▶ _Instructions_
[1] From the passage on freeze concentration, write out the stretch from "J. Peter Clark" through "increases in viscosity.".
[2] Answer these questions using the passage on freeze concentration:
(a) Which mixtures does it list as sources for separating pure water?
(b) What freezing point of water does it give?
(c) What kind of process does it say freeze concentration is?
-- Begin Supplied passage --
J. Peter Clark

Freeze concentration is an overlooked technology for separating pure water from various mixtures including milk, fruit juices, vinegar, wine, and wastewater. Some people have inadvertently experienced the process when liquids freeze in an over-chilled refrigerator or while held outside in the winter.Pilot plant units like this one from GEO Messo PT allow processors to conduct freeze concentration trials.

When the temperature of an aqueous solution is reduced below the freezing point of water (32°F or 0°C), pure ice crystals form, leaving behind the dissolved solids. The process is mass transfer controlled because, as the residual solution increases in concentration, it forms a barrier to diffusion of water molecules to the growing ice surface. In addition, the concentrated solution typically increases in viscosity.
-- End Supplied passage --
-- Begin Data excerpts --
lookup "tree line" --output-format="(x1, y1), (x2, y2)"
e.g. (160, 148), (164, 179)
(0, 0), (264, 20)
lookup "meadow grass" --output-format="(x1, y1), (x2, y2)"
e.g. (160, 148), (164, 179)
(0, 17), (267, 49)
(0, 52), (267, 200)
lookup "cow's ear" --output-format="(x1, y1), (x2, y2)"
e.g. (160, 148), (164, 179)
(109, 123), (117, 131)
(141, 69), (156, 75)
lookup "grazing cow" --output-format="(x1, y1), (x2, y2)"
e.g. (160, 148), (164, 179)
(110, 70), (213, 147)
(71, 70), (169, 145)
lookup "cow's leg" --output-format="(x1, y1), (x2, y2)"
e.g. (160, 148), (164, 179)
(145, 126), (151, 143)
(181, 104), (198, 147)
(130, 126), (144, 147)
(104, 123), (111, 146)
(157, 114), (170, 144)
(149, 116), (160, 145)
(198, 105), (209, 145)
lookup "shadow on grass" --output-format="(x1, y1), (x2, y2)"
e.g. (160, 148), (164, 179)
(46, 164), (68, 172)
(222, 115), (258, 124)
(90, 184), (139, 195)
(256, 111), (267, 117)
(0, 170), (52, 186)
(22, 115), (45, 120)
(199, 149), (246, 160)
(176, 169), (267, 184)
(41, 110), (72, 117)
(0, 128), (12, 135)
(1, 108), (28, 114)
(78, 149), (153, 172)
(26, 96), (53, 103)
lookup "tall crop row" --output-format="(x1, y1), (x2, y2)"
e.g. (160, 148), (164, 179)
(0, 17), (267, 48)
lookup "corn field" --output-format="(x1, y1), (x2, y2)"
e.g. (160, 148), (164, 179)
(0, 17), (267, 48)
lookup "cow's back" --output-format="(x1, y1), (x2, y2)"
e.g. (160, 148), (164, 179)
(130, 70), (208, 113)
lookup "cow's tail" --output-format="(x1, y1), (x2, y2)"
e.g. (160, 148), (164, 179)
-- End Data excerpts --
▶ _Responses per task_
[1]
J. Peter Clark

Freeze concentration is an overlooked technology for separating pure water from various mixtures including milk, fruit juices, vinegar, wine, and wastewater. Some people have inadvertently experienced the process when liquids freeze in an over-chilled refrigerator or while held outside in the winter.Pilot plant units like this one from GEO Messo PT allow processors to conduct freeze concentration trials.

When the temperature of an aqueous solution is reduced below the freezing point of water (32°F or 0°C), pure ice crystals form, leaving behind the dissolved solids. The process is mass transfer controlled because, as the residual solution increases in concentration, it forms a barrier to diffusion of water molecules to the growing ice surface. In addition, the concentrated solution typically increases in viscosity.

[2]
(a) Milk, fruit juices, vinegar, wine, and wastewater.
(b) 32°F or 0°C.
(c) Mass transfer controlled.